- **AIM OF THE EXERCISE**:
List each line of the data that holds the string "edge".

- **INPUT RECORDS**:
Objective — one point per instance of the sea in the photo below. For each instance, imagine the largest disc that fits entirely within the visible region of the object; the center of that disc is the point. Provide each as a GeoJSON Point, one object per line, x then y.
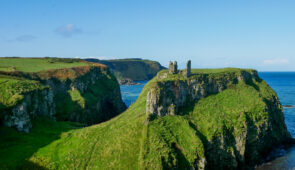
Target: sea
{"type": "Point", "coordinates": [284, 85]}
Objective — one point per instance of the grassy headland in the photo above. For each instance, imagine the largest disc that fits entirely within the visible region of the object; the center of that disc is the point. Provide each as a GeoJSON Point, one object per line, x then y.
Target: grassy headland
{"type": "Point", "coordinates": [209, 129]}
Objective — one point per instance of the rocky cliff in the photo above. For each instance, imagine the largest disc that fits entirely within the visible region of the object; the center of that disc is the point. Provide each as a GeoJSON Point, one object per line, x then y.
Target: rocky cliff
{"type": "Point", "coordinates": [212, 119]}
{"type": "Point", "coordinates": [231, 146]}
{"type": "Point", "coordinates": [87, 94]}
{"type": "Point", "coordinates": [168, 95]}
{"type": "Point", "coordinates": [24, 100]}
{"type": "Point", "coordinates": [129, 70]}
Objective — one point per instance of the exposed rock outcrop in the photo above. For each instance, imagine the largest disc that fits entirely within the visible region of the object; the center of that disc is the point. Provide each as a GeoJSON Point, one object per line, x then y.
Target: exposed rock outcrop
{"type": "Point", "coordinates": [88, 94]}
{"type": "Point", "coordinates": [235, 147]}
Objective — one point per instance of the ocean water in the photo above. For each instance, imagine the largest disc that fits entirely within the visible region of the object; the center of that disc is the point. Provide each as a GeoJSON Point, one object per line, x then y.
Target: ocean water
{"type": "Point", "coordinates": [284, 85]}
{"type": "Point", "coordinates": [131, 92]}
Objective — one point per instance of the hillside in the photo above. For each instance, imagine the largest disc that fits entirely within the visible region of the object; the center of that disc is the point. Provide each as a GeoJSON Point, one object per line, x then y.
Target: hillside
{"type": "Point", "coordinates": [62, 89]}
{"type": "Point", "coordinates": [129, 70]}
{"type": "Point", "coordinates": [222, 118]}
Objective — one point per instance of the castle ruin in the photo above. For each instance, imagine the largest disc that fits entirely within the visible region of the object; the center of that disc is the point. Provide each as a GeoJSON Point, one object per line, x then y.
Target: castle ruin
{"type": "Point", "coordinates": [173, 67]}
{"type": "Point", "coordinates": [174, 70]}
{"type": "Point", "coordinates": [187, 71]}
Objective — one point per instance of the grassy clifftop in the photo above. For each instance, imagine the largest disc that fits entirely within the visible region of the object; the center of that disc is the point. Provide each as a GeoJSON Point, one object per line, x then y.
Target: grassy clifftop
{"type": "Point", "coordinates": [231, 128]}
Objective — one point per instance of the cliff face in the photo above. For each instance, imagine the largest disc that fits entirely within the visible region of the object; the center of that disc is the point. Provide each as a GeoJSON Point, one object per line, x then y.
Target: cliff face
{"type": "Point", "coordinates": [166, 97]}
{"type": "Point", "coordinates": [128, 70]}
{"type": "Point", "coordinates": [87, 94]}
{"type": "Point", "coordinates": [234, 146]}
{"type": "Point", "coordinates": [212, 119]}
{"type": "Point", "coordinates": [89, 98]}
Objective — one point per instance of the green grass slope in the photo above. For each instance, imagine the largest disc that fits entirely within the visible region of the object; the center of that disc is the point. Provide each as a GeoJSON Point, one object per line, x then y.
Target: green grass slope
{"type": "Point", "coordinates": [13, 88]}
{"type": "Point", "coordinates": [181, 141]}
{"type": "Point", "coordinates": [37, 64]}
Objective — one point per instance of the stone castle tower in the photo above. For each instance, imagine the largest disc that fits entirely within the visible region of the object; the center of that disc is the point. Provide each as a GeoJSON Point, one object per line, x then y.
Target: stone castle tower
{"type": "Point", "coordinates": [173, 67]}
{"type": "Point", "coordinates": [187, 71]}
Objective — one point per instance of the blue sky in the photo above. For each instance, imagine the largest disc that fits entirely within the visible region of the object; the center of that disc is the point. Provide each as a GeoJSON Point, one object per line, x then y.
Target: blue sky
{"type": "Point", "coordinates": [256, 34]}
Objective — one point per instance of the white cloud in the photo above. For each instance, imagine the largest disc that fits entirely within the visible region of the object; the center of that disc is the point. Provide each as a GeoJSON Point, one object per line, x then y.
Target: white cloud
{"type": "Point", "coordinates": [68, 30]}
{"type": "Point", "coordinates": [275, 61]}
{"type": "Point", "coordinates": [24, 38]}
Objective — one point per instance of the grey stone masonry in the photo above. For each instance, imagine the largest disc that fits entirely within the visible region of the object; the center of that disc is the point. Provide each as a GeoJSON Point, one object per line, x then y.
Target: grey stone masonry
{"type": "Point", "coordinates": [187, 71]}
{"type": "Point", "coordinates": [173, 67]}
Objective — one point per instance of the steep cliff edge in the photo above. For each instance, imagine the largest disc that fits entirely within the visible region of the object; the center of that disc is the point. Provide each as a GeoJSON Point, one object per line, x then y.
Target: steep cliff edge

- **SOLUTION TO THIS EXERCISE**:
Objective — one point per instance of the steep cliff edge in the photo above. For each instance, imagine the largest disc that fits entirely within the visible region of the object; the center of that disc is the point. Provide each as a GeoJSON Point, one object per line, x then y.
Target: steep cliff edge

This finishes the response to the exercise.